━━ TEXTE FOURNI

Le président de la Banque centrale européenne (BCE) Jean-Claude Trichet a demandé vendredi aux banques de faire leur devoir envers l'économie en prêtant davantage et les a exhortées à la mesure en matière de bonus.

«Les bénéfices doivent être utilisés - en priorité - pour constituer capitaux et réserves, plutôt que de payer des dividendes ou des indemnités non méritées», a déclaré le Français au cours d'un congrès bancaire à Francfort.

Les banques sont une part importante de l'économie. Les mesures de soutien, de la BCE et des Etats, «ont été mises en place en raison de leur rôle dans l'économie», a insisté le président de la BCE.

«Le secteur financier doit se souvenir qu'il doit servir l'économie réelle, pas le contraire», a-t-il lancé, en référence aux plans de soutien des gouvernements financés sur les deniers publics. «Les indemnités et les bonus doivent être contenus», a-t-il martelé devant la fine fleur de la finance francfortoise.

Depuis le début de la crise financière, qui a débuté en août 2007 après l'effondrement des crédits hypothécaires à risques («subprime») aux Etats-Unis, les établissements de crédit peuvent emprunter des liquidités à des conditions très avantageuses auprès de la BCE.

Après la faillite de la banque d'affaires Lehman Brothers en septembre 2008, la BCE a rendu l'accès à des refinancements encore plus aisé et bon marché.

Un an après, les banques commencent à redresser leurs comptes, et certaines promettent dividendes et bonus comme par le passé.

«Nous devons comprendre l'inquiétude de nos démocraties en ce qui concerne les indemnités et les bonus», a indiqué M. Trichet.

«Il faut éliminer les encouragements à prendre des risques absurdes (...)», a-t-il martelé, comme l'ont récemment approuvé les pays industrialisés et émergents du G20.

Dans le même ordre idée, la chancelière Angela Merkel s'est inquiétée des résistances d'une partie du monde de la finance au durcissement, négocié au niveau du G20, de la réglementation financière, qui vise à mieux encadrer le système financier et à le rendre moins vulnérable aux crises.

Alors que le plus fort de la crise semble passé, elle a prié «instamment» les banquiers «de rester sur une voie constructive», en référence notamment à l'idée de Josef Ackermann, controversé patron de la Deutsche Bank, de constituer un fonds de soutien au secteur financier alimenté par l'Etat et les banques privées.

Les déclarations, particulièrement fermes, de Jean-Claude Trichet illustrent l'inquiétude des banquiers centraux d'un détournement par les banques des aides exceptionnelles de la BCE à leur propre profit.

Le Français a d'ailleurs redit que l'institution n'allait pas maintenir ses aides ad vitam eternam. «Ces mesures devront être dénouées quand la situation se sera normalisée (...)», a-t-il souligné.

«Nous allons faire en sorte que nos mesures extraordinaires d'approvisionnement en liquidités soient retirées de façon progressive», sans mettre en danger la stabilité des prix à moyen/long terme, a-t-il ajouté.

Et les banques doivent s'y préparer dès maintenant, a prévenu le responsable, afin d'éviter tout «symptôme de sevrage» douloureux.

━━━━

**CONSIGNE:**
Transcrivez sans rien changer tout le passage de l'article sur la BCE, depuis "Un an après, les" jusqu'à "émergents du G20.".

━━ DONNÉES À EXAMINER

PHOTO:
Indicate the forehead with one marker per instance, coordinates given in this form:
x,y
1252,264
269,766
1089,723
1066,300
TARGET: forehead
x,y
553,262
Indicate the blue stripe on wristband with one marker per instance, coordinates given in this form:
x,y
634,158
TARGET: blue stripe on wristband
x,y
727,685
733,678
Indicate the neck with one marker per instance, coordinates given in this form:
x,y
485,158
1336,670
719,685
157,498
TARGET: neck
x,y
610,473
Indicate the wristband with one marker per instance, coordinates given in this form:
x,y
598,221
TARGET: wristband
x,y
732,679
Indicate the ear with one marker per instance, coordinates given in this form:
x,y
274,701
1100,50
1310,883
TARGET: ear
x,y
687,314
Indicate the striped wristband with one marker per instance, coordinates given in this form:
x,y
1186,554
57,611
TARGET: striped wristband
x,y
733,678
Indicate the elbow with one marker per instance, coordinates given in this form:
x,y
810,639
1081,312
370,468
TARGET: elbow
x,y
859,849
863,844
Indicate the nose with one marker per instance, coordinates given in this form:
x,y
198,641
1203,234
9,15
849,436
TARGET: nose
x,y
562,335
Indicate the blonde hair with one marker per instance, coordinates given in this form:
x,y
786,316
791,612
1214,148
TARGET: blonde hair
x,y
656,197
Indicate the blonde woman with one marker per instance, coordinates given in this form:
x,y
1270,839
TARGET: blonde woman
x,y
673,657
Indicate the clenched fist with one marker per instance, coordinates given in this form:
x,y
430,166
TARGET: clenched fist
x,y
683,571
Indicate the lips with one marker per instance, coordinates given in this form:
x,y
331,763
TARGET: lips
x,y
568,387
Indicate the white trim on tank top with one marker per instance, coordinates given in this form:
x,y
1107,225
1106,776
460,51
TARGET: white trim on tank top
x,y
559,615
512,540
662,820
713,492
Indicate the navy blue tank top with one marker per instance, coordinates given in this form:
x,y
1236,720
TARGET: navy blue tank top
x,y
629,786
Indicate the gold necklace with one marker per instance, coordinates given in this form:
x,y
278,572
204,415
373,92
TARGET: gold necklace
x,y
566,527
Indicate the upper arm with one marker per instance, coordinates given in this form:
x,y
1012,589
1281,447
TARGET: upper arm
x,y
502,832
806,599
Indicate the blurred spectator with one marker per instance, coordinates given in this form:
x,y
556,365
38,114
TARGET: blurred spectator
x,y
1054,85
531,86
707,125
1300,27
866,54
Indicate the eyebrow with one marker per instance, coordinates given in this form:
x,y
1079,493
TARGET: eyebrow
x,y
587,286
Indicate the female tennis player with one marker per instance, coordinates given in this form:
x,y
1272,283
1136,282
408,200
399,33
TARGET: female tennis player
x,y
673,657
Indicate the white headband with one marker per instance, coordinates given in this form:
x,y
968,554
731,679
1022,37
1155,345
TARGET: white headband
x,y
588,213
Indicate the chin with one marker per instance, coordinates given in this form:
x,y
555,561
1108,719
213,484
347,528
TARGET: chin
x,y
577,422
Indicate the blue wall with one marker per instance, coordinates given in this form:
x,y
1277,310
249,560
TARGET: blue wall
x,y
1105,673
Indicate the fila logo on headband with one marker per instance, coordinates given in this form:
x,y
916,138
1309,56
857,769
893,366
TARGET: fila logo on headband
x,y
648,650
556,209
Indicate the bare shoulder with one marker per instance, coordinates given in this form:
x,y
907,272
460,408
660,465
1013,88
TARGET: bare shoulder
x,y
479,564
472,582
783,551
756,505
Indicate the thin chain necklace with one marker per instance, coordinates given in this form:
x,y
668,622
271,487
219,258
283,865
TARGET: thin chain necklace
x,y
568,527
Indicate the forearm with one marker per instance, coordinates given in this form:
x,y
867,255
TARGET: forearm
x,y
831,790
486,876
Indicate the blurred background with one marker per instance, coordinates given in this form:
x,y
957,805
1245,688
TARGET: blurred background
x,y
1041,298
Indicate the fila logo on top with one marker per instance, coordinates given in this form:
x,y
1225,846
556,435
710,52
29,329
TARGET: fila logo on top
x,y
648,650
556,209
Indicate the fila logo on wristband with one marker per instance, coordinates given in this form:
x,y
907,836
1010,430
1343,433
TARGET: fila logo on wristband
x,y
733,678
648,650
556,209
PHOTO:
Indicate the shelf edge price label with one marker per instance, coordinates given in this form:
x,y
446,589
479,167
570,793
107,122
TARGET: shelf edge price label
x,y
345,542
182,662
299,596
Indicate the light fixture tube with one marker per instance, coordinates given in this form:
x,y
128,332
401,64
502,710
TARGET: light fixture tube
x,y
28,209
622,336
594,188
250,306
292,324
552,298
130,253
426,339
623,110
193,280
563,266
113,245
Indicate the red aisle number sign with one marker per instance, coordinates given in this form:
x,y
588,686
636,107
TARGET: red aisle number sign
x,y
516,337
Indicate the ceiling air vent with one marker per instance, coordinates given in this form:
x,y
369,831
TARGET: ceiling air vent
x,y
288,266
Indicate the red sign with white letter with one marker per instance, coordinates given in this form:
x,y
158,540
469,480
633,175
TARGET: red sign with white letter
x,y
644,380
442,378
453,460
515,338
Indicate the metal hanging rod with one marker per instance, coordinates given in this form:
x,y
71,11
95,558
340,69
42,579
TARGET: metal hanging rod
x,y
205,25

━━━━

**RÉPONSE:**
Un an après, les banques commencent à redresser leurs comptes, et certaines promettent dividendes et bonus comme par le passé.

«Nous devons comprendre l'inquiétude de nos démocraties en ce qui concerne les indemnités et les bonus», a indiqué M. Trichet.

«Il faut éliminer les encouragements à prendre des risques absurdes (...)», a-t-il martelé, comme l'ont récemment approuvé les pays industrialisés et émergents du G20.